Dataset entries:
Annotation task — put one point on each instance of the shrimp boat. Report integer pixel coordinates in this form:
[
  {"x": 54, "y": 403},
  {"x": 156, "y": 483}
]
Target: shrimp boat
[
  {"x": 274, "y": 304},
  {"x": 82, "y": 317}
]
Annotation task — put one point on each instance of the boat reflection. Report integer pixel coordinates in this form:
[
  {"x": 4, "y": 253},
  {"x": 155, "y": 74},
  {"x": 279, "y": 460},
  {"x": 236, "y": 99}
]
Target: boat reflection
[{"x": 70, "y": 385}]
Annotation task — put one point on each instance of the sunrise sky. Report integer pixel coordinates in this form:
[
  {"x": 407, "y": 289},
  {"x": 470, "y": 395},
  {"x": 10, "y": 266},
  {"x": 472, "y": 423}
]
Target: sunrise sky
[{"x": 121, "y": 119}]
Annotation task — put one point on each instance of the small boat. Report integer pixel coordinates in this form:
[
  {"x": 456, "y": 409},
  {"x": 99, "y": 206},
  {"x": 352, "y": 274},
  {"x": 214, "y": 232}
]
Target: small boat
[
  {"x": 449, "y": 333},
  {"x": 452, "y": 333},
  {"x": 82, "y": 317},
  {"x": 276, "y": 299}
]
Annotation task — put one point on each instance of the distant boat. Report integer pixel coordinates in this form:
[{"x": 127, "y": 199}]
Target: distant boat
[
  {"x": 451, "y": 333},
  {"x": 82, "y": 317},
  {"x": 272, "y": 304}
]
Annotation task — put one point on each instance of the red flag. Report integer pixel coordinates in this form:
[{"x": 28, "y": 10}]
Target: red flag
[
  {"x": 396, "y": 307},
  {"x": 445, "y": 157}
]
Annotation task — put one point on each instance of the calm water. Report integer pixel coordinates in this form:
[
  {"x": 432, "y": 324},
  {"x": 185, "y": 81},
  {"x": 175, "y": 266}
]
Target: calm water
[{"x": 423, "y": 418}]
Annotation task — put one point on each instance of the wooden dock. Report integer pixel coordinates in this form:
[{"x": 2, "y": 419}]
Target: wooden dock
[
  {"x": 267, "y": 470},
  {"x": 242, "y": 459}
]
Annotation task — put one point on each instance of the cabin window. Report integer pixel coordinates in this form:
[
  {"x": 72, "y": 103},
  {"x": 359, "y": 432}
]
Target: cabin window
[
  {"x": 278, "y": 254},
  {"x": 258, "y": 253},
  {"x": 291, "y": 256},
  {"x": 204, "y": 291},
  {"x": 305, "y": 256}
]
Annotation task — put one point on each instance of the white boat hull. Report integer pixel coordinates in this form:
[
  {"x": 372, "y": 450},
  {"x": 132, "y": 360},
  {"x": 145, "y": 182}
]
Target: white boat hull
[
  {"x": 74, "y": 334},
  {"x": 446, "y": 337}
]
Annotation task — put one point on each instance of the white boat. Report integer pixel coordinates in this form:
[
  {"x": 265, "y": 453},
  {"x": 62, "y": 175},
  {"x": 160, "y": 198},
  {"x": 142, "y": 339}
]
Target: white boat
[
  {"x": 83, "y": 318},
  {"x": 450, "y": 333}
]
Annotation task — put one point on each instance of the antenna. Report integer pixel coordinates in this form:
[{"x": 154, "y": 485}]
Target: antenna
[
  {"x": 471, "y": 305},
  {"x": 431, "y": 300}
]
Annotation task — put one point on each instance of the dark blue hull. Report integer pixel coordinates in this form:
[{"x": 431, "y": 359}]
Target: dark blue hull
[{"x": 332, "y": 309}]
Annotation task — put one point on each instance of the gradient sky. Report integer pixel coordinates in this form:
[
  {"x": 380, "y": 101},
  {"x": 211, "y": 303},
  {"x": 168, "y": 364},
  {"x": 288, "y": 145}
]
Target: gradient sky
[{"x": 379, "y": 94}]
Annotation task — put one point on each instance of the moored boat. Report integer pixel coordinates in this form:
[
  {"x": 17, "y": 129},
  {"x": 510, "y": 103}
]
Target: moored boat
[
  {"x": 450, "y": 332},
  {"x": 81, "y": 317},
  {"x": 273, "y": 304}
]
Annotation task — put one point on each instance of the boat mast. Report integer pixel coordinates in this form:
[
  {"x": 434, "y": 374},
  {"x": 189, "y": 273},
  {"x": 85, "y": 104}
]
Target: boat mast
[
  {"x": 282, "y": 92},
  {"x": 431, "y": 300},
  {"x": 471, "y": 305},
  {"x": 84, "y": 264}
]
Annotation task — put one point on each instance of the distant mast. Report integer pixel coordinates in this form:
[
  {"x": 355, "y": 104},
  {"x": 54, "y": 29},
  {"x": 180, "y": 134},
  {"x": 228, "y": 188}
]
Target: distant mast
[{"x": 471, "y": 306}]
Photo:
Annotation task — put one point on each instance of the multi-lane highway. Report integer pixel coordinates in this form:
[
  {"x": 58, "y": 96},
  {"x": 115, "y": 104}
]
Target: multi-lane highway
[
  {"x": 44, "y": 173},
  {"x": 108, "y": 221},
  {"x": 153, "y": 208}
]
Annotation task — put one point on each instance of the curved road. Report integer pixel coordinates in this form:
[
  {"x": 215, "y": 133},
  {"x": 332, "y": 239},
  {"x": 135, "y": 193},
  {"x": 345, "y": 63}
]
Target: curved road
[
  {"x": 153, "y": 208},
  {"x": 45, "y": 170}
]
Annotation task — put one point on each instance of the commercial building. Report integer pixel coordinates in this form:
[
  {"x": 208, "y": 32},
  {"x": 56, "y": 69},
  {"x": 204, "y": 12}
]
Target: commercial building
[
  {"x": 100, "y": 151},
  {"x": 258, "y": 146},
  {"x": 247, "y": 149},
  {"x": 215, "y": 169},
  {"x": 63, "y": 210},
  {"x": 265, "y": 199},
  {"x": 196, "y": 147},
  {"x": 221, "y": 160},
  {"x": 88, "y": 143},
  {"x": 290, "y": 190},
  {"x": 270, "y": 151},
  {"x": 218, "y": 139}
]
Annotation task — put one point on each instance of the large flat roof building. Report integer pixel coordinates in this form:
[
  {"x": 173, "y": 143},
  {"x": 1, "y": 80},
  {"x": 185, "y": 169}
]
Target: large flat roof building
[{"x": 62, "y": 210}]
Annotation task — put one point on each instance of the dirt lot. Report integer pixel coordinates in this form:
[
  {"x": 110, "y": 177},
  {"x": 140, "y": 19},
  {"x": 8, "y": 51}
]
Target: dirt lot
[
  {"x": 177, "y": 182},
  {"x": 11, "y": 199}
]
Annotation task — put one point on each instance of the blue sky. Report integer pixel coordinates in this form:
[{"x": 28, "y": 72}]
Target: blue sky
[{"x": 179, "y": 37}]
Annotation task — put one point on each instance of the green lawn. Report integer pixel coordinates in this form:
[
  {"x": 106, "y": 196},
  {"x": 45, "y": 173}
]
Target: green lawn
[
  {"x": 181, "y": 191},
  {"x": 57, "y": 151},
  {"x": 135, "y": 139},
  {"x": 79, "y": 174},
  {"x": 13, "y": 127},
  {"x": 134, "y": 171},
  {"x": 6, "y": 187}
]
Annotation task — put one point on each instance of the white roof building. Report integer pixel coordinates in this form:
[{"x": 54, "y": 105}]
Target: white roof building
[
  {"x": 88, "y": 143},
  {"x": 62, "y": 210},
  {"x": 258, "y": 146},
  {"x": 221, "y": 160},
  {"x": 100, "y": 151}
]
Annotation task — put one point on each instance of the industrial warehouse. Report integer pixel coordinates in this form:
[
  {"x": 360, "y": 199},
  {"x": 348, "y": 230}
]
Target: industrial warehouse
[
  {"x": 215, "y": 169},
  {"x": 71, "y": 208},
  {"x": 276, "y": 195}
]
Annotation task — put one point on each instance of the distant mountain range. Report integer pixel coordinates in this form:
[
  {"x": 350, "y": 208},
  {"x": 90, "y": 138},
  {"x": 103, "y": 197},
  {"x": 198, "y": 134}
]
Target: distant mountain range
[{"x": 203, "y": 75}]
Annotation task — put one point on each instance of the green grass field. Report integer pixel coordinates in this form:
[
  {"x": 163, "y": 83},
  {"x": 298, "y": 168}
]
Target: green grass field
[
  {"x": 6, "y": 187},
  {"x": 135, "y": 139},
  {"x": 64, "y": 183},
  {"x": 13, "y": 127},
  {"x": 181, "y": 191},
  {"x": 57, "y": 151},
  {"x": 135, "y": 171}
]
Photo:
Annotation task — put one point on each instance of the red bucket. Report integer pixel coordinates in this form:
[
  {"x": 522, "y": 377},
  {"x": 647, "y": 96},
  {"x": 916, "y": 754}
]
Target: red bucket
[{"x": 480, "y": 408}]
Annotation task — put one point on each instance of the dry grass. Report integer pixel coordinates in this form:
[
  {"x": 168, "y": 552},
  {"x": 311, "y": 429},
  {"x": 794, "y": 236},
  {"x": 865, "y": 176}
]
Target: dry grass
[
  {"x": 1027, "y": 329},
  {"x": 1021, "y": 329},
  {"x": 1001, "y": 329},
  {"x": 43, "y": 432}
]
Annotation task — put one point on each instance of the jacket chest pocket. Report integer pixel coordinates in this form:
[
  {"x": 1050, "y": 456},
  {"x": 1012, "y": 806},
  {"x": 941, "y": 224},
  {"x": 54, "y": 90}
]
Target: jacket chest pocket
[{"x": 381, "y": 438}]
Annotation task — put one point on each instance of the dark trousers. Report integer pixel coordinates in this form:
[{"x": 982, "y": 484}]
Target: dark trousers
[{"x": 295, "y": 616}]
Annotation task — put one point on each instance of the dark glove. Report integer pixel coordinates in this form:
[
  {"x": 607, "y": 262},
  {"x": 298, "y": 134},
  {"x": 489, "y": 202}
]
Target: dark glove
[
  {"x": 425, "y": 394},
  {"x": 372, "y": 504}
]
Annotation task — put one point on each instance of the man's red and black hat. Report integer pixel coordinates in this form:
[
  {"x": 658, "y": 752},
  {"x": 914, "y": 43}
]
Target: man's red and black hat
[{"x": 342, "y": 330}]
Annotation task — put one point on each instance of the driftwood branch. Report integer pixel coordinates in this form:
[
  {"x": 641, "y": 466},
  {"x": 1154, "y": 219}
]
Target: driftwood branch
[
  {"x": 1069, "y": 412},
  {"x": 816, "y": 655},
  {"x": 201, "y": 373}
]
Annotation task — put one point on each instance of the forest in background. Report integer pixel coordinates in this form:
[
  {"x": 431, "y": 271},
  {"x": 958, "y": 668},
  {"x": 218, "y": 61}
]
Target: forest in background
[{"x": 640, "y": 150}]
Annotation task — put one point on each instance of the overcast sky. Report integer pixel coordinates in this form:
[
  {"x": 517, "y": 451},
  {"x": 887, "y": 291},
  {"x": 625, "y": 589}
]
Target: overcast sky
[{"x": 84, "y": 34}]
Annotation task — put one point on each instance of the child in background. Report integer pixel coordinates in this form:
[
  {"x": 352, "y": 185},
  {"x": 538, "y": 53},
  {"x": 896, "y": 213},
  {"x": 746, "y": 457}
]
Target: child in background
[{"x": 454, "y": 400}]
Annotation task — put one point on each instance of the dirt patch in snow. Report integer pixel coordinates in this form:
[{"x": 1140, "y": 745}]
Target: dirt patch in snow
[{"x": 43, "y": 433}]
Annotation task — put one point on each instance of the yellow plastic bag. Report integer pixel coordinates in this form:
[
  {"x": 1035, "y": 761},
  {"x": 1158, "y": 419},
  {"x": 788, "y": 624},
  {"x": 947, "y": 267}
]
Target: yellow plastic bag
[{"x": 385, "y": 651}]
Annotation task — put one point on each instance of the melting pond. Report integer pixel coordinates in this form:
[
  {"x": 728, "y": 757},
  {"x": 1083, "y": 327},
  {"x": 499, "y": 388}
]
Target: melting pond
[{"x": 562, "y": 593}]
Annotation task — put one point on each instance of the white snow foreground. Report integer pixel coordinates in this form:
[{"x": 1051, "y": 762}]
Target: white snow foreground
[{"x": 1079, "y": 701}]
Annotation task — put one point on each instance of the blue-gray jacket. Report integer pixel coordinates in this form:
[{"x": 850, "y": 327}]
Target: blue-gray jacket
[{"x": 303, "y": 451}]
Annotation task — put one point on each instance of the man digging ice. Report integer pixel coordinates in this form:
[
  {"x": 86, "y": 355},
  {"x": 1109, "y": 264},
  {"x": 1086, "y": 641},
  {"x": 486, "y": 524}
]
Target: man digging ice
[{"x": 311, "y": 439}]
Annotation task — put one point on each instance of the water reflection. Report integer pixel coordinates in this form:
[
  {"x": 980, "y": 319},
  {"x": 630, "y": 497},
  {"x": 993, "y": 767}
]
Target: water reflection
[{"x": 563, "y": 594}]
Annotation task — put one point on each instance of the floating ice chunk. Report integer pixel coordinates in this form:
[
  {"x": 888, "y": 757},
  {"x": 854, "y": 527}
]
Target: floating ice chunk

EXERCISE DIRECTIONS:
Please go through the data above and copy every line that has the word "chunk".

OUTPUT BELOW:
Annotation task — put one point on each instance of the floating ice chunk. Report integer pixel coordinates in this form:
Target: floating ice chunk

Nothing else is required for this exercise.